Задание A —
С кем Суворов заключил договор о дружбе в крепости Ставрополь, если верить тексту о втором посещении Кубани Суворовым?
Задание B —
Выпишите из текста о втором посещении Кубани Суворовым отрывок, начиная со слов «В Царицынской крепости, где» и заканчивая словами «далее в Азов.».
Задание C —
Продолжите текст о втором посещении Кубани Суворовым с того места, на котором он заканчивается.

Предложенный текст —
Глава 9. ВТОРОЕ ПОСЕЩЕНИЕ КУБАНИ
Пробыв в кругу семьи около недели, Суворов на почтовых лошадях пересек Украину, земли войска Донского и прибыл в Царицынскую крепость (г. Волгоград), откуда начиналась Астраханская линия. Спустившись по Волге к Астрахани, он осмотрел укрепления и городки волжских казаков, а затем берегом моря направился на Терек, где от крепости Моздок начиналась Азово-Моздокская линия. В крепости Ставрополь он встретился с султаном Кайсайской орды Арслан-Гиреем, с которым заключил договор о дружбе, подкрепленной «непосредственной мздою», как донес Суворов позже.
Из Ставрополя он поехал на юг, к Кубани, уже известной ему дорогой. Во второй половине января стояли сильные холода. Суворов сел в простые сани, завернулся в тулуп и в сопровождении небольшой охраны поехал по линии. В фельдшанце Всехсвятском Суворова встретил комендант капитан Нижегородского пехотного полка Иван Евсюков, по вине которого солдаты вверенного ему укрепления осенью 1778 года попали в плен. Суворов строго расспросил его о причинах, вызвавших захват солдат шайкой абреков, и тут же объявил Евсюкову, что он будет отдан под суд. Однако весной Суворов по своей природной доброте приказал Райзеру суд прекратить и объявить Евсюкову выговор «в штраф за упущение».
В Царицынской крепости, где стоял гарнизон от Нижегородского пехотного полка, Суворов остался ночевать. Назавтра, осмотрев крепость и побеседовав с офицерами, Суворов выехал в фельдшанец Восточный, оттуда в крепость Павловскую и далее в Азов.

Исходные данные —
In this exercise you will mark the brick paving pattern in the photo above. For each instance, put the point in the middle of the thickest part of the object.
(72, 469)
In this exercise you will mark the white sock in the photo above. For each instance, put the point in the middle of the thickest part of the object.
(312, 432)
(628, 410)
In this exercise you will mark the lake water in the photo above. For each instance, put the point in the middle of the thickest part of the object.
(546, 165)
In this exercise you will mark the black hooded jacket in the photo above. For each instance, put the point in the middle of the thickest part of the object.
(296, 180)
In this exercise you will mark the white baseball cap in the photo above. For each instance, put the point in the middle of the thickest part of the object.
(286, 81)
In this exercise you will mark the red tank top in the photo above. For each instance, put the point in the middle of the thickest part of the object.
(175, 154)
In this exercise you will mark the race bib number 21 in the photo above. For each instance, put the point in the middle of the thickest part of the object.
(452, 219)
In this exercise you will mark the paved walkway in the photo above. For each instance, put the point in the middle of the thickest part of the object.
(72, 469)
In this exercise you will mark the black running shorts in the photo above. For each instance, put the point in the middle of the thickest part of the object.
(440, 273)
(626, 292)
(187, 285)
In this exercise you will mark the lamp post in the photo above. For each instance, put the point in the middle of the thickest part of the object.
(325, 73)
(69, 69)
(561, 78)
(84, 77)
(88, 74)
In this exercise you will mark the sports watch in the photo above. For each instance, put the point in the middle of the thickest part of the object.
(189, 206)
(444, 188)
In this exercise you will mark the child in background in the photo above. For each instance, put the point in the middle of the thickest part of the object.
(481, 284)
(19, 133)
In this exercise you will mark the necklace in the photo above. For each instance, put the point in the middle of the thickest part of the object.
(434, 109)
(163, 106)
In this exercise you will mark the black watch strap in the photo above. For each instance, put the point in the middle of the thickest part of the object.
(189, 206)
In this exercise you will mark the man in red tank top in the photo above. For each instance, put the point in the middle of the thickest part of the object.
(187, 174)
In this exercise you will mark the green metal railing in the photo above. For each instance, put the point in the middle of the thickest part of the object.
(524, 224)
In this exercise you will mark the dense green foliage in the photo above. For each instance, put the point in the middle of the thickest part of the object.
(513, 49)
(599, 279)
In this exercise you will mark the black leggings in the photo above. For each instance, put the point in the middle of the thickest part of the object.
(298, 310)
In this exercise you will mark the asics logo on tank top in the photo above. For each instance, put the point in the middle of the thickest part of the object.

Результат A —
С султаном Кайсайской орды Арслан-Гиреем.

Результат B —
В Царицынской крепости, где стоял гарнизон от Нижегородского пехотного полка, Суворов остался ночевать. Назавтра, осмотрев крепость и побеседовав с офицерами, Суворов выехал в фельдшанец Восточный, оттуда в крепость Павловскую и далее в Азов.

Результат C —
На правом берегу маленькой речки Терновки, левом притоке Большой Ей, на месте станицы Калниболотской, Суворов осмотрел первый коммуникационный редут — Терновой. Далее путь его шел вниз по Большой Ее вдоль левого берега. Через сорок две версты дорога вышла к переправе через Большую Ею, у которой на правом берегу реки стоял фельдшанец Большеейский. Сейчас на этом месте МТФ № 4 колхоза «Кавказ» Крыловского района Краснодарского края. Затем Суворов ехал степью, пересекая безымянные степные речки, лежащие подо льдом, и через шестьдесят восемь верст на берегу реки Елбузды, левом притоке Кагальника, осмотрел последний фельдшанец на этой дороге— Элбуздинский. Отсюда до реки Кагальник, где был карантин и переправа, оставалось всего двадцать восемь верст. Суворов, конечно, обратил внимание на то, что все три укрепления построены по одному плану, без учета особенностей местности. Это были бастионные редуты в виде квадрата с фасами длиной девятнадцать саженей, состояли из оборонительного вала с турами, волчьих ям, рогаток и внешнего рва. В бастионах насыпаны барбеты. Для умелого противника эти укрепления стали бы легкой добычей.
Но не это возмутило Суворова. Во всех коммуникационных крепостях и в промежуточных более мелких укреплениях стояли казаки. По приказу Райзера, который положения дел на линии не знал, сидел в Благовещенской крепости «яко взаперти», люди не могли отлучиться из укреплений, по этой причине казаки не смогли заготовить на зиму сена. В суровые морозы начался падеж лошадей, что резко снизило боевую силу казачьих полков.
В Азове Суворов отдыхал у коменданта генерал-майора артиллерии Андрея Романовича Ливена. Потом выехал уже знакомой ему дорогой в крепость Дмитрия Ростовского, а оттуда Бердянской линией вдоль Азовского моря возвратился в Крым.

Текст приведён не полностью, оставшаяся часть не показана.